#### Work required:
Give back all of the records, exactly and completely.

Top of Provided material

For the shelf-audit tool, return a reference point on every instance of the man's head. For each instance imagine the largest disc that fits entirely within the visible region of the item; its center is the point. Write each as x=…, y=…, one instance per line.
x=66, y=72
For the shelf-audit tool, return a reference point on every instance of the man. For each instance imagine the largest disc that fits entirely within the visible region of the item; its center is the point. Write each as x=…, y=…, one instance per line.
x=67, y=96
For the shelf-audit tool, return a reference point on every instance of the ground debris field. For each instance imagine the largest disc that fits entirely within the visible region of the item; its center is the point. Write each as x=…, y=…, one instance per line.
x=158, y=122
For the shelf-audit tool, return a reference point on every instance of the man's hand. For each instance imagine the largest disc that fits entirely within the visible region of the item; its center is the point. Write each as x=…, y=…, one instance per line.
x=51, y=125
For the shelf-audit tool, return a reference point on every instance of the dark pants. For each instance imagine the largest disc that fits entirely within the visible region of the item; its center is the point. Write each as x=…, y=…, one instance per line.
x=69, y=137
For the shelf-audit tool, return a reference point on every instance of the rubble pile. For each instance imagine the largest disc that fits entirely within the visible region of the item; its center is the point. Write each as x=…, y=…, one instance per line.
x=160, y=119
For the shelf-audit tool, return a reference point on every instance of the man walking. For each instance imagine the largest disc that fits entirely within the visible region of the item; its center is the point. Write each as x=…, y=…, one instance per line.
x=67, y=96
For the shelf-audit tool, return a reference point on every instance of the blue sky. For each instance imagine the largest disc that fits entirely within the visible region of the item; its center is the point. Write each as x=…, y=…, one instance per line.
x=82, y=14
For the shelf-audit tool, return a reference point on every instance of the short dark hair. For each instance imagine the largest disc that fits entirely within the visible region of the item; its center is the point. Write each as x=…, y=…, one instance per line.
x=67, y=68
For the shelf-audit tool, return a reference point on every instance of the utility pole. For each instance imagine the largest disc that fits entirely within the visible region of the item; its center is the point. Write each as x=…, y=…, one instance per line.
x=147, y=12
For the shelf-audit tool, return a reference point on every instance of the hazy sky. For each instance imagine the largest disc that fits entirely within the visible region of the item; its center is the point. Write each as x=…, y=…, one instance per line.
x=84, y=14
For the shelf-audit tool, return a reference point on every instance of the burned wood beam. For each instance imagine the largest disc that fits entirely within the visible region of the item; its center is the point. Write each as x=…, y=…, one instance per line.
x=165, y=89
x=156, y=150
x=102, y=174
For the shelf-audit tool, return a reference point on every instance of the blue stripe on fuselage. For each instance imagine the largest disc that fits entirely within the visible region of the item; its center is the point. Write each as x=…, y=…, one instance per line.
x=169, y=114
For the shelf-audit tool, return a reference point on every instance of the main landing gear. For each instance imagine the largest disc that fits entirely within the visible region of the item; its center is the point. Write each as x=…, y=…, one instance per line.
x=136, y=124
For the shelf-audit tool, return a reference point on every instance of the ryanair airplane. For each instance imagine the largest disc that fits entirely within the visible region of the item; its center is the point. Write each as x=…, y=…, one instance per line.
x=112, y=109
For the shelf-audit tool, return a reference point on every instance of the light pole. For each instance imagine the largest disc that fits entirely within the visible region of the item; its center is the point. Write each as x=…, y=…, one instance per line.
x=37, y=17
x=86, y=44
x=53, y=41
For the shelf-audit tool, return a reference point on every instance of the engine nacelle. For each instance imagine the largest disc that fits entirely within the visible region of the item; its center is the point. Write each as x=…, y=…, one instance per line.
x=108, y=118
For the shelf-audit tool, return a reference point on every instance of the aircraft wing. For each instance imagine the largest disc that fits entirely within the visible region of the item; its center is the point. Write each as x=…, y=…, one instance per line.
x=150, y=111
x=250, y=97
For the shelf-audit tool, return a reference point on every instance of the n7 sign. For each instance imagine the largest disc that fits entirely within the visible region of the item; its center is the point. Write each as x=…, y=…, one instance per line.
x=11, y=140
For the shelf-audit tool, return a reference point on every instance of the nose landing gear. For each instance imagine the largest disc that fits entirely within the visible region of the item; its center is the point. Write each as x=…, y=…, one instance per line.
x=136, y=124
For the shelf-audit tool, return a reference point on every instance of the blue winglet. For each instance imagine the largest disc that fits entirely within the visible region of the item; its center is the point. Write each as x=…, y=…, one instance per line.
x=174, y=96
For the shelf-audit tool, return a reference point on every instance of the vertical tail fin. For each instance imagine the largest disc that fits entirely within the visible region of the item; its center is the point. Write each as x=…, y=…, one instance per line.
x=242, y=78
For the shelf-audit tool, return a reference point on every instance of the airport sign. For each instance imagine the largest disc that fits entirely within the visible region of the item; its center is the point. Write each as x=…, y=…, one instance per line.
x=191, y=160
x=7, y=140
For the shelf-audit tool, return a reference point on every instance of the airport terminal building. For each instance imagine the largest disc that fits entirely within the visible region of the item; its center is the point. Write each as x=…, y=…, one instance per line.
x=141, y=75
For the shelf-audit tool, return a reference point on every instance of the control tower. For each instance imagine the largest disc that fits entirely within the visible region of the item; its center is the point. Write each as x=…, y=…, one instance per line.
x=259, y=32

Bottom of Provided material

#### Exercise result:
For the shelf-audit tool, return a reference point on every instance of the man's head. For each instance imagine the largest disc that fits entirely within the visible region of the item; its center is the point. Write each as x=…, y=…, one instance per line.
x=66, y=72
For the shelf-audit tool, return a reference point on every instance of the man. For each instance imagine the largest disc that fits entirely within the visible region of the item; its center is the point. Write each as x=…, y=…, one instance per line.
x=67, y=96
For the shelf-audit tool, return a reference point on every instance of the ground debris field. For each instance imagine the largest disc that fits entirely within the visible region of the item; its center is the point. Write each as x=…, y=…, one instance per line.
x=158, y=122
For the shelf-audit tool, return a reference point on every instance of the man's hand. For each instance imagine the largest disc that fits entirely within the visible region of the item; its center is the point. Write each as x=…, y=…, one instance per line.
x=51, y=125
For the shelf-audit tool, return a reference point on every instance of the dark pants. For each instance imagine the largest disc that fits entirely within the visible region of the item; its center is the point. Write each as x=…, y=…, one instance per line.
x=69, y=137
For the shelf-audit tool, return a reference point on every instance of the rubble pile. For each instance imagine the largest disc that fits entirely within the visible region of the item; its center is the point. Write each as x=…, y=…, one instance per line.
x=160, y=119
For the shelf-audit tool, return a reference point on every instance of the man walking. For each instance imagine the largest disc that fits entirely within the visible region of the item; its center is the point. Write each as x=…, y=…, one instance per line.
x=67, y=96
For the shelf-audit tool, return a reference point on every instance of the blue sky. For each instance imagine the largest disc that fits entirely within the visible region of the item; its center is the point. Write each as x=…, y=…, one instance per line.
x=82, y=14
For the shelf-audit tool, return a reference point on every instance of the short dark hair. For each instance imagine the largest disc that fits entirely within the visible region of the item; its center is the point. Write each as x=…, y=…, one instance per line.
x=67, y=68
For the shelf-audit tool, return a reference point on every instance of the utility pole. For each instance imagine the largest disc that fits entirely within the visible region of the item; its center is the point. Write each as x=…, y=…, one instance per line.
x=147, y=12
For the shelf-audit tool, return a reference point on every instance of the hazy sky. For each instance imagine the largest disc that fits entirely within the visible region of the item; its center is the point. Write each as x=…, y=…, one instance per line.
x=84, y=14
For the shelf-audit tool, return a reference point on every instance of the burned wood beam. For each instance imagine the largest disc that fits entirely within the visible region of the item; its center is the point. Write each as x=…, y=…, one instance per line.
x=165, y=89
x=156, y=150
x=102, y=174
For the shelf-audit tool, return a reference point on every instance of the blue stripe on fuselage. For each instance imagine the largest disc that fits entirely within the visible region of the item; its center is the point. Write each as x=…, y=…, one instance per line.
x=169, y=114
For the shelf-audit tool, return a reference point on every instance of the main landing gear. For each instance imagine the largest disc that fits entirely within the visible region of the item; its center is the point. Write each as x=…, y=…, one instance per line.
x=136, y=124
For the shelf-audit tool, return a reference point on every instance of the ryanair airplane. For each instance imagine the largest disc that fits entirely within the visible region of the item; its center is the point. Write each as x=…, y=…, one instance per line.
x=112, y=109
For the shelf-audit tool, return a reference point on every instance of the light pole. For each instance imagine the largest disc that fits entirely within the visible region of the item; its center is the point. Write each as x=…, y=…, one instance per line.
x=37, y=17
x=86, y=44
x=53, y=41
For the shelf-audit tool, return a reference point on every instance of the engine nacelle. For each instance imagine the largest disc that fits entirely within the visible region of the item; its center is the point. Write each as x=…, y=…, one instance per line.
x=108, y=118
For the shelf-audit tool, return a reference point on every instance of the aircraft wing. For each instance imagine the largest disc that fits entirely within the visible region of the item; its center is the point. Write each as x=…, y=…, one instance per line.
x=150, y=111
x=250, y=97
For the shelf-audit tool, return a reference point on every instance of the n7 sign. For each instance imagine the largest disc that fits entirely within the visible region of the item; its center is the point. Write each as x=…, y=…, one instance per line.
x=11, y=140
For the shelf-audit tool, return a reference point on every instance of the nose landing gear. For each instance imagine the largest disc that fits entirely within the visible region of the item; its center is the point. Write each as x=…, y=…, one instance per line.
x=136, y=124
For the shelf-audit tool, return a reference point on every instance of the blue winglet. For each instance imagine the largest disc that fits entirely within the visible region of the item; its center is the point. Write each as x=…, y=…, one instance per line.
x=174, y=96
For the shelf-audit tool, return a reference point on every instance of the vertical tail fin. For each instance imagine the largest disc that fits entirely within the visible region of the item; its center is the point. Write each as x=…, y=…, one instance per line.
x=242, y=78
For the shelf-audit tool, return a reference point on every instance of the airport sign. For each instance imagine the largest disc that fits entirely within the visible region of the item; its center is the point. Write each as x=…, y=…, one instance per line.
x=191, y=160
x=7, y=140
For the shelf-audit tool, return a reference point on every instance of the airport terminal building. For each instance imagine the largest disc that fits entirely within the visible region of the item; its center is the point. Write each as x=…, y=…, one instance per line.
x=141, y=75
For the shelf-audit tool, return a reference point on every instance of the control tower. For each instance imagine the largest disc that fits entirely within the visible region of the item; its center is the point. Write each as x=…, y=…, one instance per line.
x=259, y=32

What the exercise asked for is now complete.